Items from a dataset
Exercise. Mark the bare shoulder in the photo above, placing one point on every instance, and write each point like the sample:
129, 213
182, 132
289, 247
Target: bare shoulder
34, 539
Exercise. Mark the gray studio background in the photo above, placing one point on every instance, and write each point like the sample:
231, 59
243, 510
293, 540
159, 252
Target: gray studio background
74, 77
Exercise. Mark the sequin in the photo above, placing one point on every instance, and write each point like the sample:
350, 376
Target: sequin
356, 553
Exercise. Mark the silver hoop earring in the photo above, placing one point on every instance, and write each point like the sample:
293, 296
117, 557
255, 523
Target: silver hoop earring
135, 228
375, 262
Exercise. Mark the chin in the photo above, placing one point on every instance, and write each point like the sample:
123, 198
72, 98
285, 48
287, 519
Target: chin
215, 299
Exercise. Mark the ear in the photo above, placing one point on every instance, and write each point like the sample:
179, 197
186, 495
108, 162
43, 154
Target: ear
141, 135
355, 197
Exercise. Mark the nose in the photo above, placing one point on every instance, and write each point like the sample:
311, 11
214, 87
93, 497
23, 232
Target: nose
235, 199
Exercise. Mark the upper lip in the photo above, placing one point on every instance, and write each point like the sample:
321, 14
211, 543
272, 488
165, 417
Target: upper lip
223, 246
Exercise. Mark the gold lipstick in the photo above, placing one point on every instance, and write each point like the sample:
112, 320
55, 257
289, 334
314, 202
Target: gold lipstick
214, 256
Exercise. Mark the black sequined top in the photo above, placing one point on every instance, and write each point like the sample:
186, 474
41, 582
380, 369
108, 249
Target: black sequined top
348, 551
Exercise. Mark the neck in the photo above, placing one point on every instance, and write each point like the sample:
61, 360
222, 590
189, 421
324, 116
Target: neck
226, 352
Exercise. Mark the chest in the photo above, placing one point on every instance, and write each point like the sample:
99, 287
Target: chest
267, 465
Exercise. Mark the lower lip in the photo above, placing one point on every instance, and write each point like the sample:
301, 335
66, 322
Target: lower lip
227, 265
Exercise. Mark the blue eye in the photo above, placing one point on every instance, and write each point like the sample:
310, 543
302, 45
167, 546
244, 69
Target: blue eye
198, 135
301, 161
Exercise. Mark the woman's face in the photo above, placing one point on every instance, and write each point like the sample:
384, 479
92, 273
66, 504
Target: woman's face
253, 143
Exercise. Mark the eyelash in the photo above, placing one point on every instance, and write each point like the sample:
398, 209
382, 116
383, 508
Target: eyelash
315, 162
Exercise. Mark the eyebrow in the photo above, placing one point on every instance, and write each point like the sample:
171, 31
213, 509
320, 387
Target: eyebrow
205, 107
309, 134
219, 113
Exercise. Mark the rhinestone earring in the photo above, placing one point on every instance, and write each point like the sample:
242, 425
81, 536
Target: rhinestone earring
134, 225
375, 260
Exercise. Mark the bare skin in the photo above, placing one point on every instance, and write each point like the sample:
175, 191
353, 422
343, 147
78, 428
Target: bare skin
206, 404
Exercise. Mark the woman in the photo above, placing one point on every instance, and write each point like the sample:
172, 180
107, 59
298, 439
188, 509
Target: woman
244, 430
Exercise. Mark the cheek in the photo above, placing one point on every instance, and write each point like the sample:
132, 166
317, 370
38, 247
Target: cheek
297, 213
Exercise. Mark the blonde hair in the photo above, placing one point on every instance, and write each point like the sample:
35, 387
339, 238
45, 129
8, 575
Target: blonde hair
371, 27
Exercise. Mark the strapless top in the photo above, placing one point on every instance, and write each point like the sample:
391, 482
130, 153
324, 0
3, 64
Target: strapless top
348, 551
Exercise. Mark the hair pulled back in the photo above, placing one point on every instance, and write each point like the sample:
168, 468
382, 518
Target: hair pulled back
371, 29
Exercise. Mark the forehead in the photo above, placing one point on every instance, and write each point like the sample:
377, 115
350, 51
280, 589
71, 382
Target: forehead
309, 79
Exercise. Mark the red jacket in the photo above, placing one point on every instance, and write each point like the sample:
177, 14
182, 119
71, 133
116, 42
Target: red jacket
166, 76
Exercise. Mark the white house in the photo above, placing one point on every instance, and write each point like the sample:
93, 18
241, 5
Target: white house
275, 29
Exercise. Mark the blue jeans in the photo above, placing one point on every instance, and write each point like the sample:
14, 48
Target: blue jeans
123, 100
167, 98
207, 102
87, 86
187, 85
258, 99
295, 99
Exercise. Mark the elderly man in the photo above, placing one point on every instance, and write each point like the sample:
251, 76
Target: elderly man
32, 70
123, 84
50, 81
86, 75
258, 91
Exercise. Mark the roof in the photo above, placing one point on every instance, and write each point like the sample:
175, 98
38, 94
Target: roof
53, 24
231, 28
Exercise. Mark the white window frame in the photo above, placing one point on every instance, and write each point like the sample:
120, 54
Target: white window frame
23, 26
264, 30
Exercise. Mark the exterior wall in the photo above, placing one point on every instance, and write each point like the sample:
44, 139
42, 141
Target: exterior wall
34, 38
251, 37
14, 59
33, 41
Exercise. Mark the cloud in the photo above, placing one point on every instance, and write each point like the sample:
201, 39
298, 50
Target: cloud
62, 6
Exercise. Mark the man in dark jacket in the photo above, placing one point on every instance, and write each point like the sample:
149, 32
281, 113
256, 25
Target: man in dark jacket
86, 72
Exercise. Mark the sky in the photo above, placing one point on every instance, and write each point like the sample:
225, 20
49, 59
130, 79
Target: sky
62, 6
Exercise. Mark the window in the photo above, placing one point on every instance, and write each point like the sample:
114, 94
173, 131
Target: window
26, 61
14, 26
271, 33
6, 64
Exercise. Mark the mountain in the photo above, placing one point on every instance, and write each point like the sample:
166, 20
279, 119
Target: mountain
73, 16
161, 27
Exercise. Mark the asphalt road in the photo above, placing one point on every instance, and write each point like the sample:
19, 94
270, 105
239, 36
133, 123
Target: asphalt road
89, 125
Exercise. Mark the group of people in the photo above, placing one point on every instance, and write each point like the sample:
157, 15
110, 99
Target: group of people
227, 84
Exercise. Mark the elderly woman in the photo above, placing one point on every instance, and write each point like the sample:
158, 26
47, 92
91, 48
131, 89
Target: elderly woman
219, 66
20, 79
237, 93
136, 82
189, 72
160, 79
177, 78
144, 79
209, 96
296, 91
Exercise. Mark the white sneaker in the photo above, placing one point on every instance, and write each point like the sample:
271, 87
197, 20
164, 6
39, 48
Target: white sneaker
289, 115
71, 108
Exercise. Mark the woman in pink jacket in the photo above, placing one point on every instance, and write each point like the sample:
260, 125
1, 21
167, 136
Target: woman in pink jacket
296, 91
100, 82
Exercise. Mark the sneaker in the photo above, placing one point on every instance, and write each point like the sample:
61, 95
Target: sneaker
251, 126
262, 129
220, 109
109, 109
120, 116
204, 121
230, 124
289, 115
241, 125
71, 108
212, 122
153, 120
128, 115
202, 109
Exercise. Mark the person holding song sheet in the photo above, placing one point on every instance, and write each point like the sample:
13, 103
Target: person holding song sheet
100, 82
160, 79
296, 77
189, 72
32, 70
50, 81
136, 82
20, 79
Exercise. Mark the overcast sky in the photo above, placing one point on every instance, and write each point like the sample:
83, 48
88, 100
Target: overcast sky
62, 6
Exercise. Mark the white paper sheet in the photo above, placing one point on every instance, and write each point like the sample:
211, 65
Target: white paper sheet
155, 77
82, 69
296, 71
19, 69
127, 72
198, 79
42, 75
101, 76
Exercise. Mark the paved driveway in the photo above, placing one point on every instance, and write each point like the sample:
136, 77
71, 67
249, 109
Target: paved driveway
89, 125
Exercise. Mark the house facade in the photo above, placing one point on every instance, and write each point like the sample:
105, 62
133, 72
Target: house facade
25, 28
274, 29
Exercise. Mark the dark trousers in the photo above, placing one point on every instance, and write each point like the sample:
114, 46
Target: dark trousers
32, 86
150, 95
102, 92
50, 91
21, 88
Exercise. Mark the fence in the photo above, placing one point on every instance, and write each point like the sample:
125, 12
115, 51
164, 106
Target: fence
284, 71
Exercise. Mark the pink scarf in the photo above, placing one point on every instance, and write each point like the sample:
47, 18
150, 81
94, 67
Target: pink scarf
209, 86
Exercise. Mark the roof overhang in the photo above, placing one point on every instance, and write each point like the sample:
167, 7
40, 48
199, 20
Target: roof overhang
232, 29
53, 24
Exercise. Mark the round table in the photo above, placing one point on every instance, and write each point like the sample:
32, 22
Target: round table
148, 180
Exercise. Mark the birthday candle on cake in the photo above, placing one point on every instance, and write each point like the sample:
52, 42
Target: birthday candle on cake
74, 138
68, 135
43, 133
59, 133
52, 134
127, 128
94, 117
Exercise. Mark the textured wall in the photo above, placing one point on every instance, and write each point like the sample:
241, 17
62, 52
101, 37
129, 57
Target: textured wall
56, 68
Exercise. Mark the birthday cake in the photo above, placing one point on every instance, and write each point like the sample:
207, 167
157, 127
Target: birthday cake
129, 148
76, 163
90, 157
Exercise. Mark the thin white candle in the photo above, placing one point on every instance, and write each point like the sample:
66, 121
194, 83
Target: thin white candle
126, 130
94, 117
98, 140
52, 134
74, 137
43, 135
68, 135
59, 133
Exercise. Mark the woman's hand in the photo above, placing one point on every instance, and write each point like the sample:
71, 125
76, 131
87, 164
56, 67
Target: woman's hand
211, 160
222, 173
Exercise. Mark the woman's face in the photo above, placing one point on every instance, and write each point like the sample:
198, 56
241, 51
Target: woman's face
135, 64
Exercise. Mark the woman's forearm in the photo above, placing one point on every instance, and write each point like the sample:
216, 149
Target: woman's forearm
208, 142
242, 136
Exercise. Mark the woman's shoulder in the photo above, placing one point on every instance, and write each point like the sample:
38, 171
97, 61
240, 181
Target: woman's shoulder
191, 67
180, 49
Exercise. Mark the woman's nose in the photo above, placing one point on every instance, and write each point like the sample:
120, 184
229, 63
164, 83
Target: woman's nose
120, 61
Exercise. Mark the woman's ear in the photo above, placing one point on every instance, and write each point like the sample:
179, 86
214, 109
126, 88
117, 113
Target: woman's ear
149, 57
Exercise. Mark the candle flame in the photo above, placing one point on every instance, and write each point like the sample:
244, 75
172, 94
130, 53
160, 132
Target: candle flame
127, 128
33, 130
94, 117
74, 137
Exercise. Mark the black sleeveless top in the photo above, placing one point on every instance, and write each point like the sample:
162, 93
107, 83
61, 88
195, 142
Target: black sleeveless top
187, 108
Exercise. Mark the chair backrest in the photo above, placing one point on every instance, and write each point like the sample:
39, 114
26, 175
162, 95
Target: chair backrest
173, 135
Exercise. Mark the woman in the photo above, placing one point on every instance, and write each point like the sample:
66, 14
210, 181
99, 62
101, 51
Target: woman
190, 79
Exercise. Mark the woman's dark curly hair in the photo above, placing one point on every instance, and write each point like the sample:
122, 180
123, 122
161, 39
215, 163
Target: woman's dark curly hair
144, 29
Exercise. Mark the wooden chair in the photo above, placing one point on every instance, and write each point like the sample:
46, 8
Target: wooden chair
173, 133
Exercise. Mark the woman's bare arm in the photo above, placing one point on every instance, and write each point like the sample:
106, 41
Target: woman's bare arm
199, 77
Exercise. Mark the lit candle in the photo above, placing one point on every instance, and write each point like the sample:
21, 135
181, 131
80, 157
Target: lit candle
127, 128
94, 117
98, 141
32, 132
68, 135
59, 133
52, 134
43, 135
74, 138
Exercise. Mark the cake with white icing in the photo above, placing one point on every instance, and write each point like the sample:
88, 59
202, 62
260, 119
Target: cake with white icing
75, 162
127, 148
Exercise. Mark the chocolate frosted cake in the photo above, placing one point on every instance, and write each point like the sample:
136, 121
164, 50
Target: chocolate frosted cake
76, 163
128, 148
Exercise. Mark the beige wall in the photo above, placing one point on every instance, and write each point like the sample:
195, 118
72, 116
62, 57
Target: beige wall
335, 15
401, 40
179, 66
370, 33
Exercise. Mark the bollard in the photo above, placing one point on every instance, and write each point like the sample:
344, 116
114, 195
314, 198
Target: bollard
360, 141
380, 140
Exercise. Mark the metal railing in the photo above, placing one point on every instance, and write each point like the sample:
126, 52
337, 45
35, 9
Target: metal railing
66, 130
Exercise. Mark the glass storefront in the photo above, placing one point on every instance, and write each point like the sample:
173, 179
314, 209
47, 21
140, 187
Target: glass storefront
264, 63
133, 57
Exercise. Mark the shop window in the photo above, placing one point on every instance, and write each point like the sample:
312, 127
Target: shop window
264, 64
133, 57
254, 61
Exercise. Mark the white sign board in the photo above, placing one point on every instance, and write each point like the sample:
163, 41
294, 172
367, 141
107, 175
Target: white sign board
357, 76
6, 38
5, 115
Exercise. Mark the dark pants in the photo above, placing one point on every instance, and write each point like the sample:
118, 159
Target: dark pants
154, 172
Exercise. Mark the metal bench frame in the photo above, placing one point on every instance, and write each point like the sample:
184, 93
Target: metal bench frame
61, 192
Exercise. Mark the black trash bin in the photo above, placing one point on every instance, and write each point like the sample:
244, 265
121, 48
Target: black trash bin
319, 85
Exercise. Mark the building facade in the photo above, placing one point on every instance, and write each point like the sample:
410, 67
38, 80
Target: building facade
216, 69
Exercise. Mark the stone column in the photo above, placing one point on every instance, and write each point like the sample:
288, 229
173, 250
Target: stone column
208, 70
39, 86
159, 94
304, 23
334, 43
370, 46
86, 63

> _Stated task_
Output only the lines from the one holding "Exercise. Mark the white sign" through the last line above, exactly as they appear.

> _Full output_
Exercise. Mark the white sign board in the photo above, placing one point on every instance, and write each point like the sample:
163, 41
294, 172
367, 141
107, 175
Target: white sign board
357, 76
6, 38
5, 115
Exercise. Mark the dark pants in the photo above, placing one point on every instance, and write each point like the sample:
118, 159
Target: dark pants
154, 172
Exercise. Mark the metal bench frame in the photo above, placing one point on every instance, and write each point like the sample:
184, 93
Target: metal bench frame
61, 192
Exercise. Mark the black trash bin in the photo above, placing one point on every instance, and write each point like the sample:
244, 265
121, 48
Target: black trash bin
319, 85
Exercise. Mark the building facade in the photo above, placing one point on every instance, and write each point like the sample:
410, 67
38, 80
Target: building facade
216, 69
Exercise. Mark the stone column in the photo above, placing one point on every instance, and write each point like the sample:
288, 229
173, 250
Target: stone column
208, 70
39, 86
159, 94
304, 23
334, 43
370, 46
86, 63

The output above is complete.